::: Page text :::
# Amp enclosure



## Punkrocka436 (Jul 8, 2003)

So since i have Triple A and im grounded for the next two weeks, i was going to take my spare tire and jack out and make an amp rack in my spare tire well. Just to get everything cleaned up and out of the way, and that i have more trunk space. What do you guys think of this idea? My plans are as follows:

1. Deaden the entire trunk...The mat will be a good surface to mount a rack to
2. Fabricate a rack out of plywood and dowels
- Rack will have one amp on the bottom "floor", and then 4 legs will hold up a second rack
3. Bolt the sub enclosure down to the back of the trunk

All wiring will be hidden under the carpet


Btw, how many ft^3 of space is in the spare tire well? I may just glass a sub enclosure later on down the line


----------



## sr20dem0n (Mar 19, 2003)

Sounds good, just get some comp fans to get some circulation down there.

Not sure how big the well is, I think it's around 1.5cf


----------



## Punkrocka436 (Jul 8, 2003)

I already have two fans, but im planning to buy two more of those crossflow fans


----------



## sr20dem0n (Mar 19, 2003)

awesome, sounds like you're set then

I wish I could get rid of my spare and do the same, but I just don't want to risk it


----------



## Punkrocka436 (Jul 8, 2003)

heh, As it sits right now, my spare tire is hidden under the amps and sub, and my jack has hords of wiring in front of it, so it would be a pain in the ass to change my tire anyway. AAA + will bring me a new tire and install it right there, or tow me i think up to like 150 miles


----------



## Jasper (Apr 2, 2004)

be careful using the spare tire well. my friend had a prob with the weatherstripping in his trunk, and it started to leak. and since the spare tire well is the lowest point in the trunk, well, you can guess where all the water goes. i wanted to use my spare tire well for a sub box, just for the stealth aspect of it, but thats the only thing thats holding me back (that, and i wanna get nuew DVC subs that dont need to be mounted IN boxes, and mount then facing INTO the car...right behind the back seats...so you have no choice but to feel every thump and bump of every song )


----------



## sr20dem0n (Mar 19, 2003)

Jasper said:


> and i wanna get nuew DVC subs that dont need to be mounted IN boxes, and mount then facing INTO the car...right behind the back seats...so you have no choice but to feel every thump and bump of every song


IB (infinite baffle) subs have been out for a long time, you need to do a LOT of work to run them though. The baffle you mount them to needs to be very strong, like 3/4" mdf strong, there can be no holes in the baffle that join the front and rear airspaces, and...well yeah that's about it, it takes a lot of work. Mechanical power handling drops like a rock, sensitivity goes up, F3 goes down, and the overall sound quality is very very good, but they can't get that loud.


----------



## Jasper (Apr 2, 2004)
::: Data section :::
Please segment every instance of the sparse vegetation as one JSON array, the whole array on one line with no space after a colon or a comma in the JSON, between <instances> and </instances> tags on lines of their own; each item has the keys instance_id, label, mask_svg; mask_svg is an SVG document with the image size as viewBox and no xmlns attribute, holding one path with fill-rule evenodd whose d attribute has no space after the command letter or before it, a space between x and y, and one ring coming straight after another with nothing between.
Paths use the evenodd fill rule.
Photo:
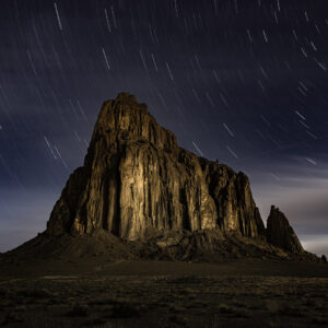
:::
• Work to complete
Condense the paragraph starting "IB (infinite baffle) subs have been out" from the amp enclosure thread above into a short bulleted list that keeps its main facts.

• Result
- Infinite baffle (IB) subs have been available for a long time, but running them takes a lot of work.
- The mounting baffle must be very strong, on the order of 3/4" MDF.
- The baffle can have no holes connecting the front and rear airspaces.
- Mechanical power handling drops sharply.
- Sensitivity rises and F3 falls.
- Overall sound quality is very good, but they can't get very loud.